[Datos proporcionados]
<<<<

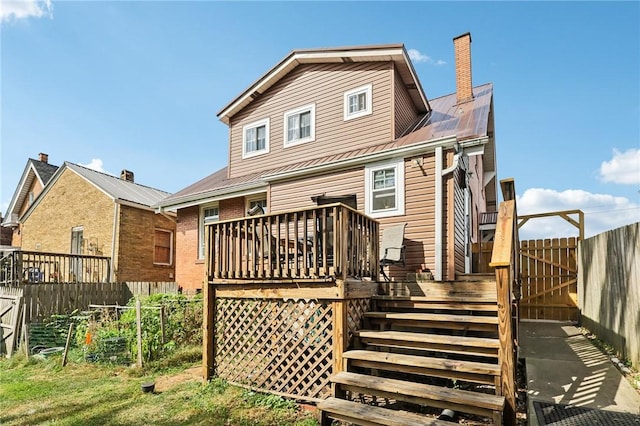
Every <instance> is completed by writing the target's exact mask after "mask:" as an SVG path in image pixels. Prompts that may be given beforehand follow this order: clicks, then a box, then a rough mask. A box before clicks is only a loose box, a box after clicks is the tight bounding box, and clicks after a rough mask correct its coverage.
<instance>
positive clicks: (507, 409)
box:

>>>>
<<<<

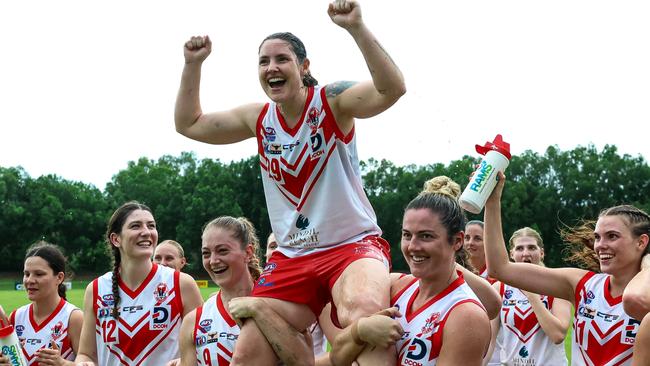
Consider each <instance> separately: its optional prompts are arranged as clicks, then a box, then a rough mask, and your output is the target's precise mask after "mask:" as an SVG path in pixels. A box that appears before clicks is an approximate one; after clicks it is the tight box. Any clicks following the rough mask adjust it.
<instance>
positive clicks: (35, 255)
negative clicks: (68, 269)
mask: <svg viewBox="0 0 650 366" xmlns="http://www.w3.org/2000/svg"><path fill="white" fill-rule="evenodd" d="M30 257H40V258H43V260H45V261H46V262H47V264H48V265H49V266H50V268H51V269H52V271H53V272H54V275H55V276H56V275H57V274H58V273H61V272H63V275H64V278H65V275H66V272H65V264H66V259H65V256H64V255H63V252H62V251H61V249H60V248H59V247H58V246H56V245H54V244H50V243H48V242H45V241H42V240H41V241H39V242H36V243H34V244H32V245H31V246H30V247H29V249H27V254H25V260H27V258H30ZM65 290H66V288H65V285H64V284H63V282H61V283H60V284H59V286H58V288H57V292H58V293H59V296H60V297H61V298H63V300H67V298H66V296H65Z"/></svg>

>>>>

[Consigna]
Reúne todas las líneas del material que contienen la cadena "target" y cópialas sin cambios.

[Respuesta del ejercicio]
Every <instance> is completed by writing the target's exact mask after "mask:" as an SVG path in image pixels. Prompts that may be given beforehand follow this order: clicks, then a box, then a rough mask. A box before clicks is only a loose box, a box after clicks is the tight bounding box, and clicks after a rough mask correct its coverage.
Consider each <instance> separately: its optional prompts are arranged as clicks, then a box, then a rough mask, and your output is the target's precise mask after "mask:" as an SVG path in pixels. A box that appears before clicks is an approximate one; after clicks it is the tight box. Any clicks following the rough mask adjust it.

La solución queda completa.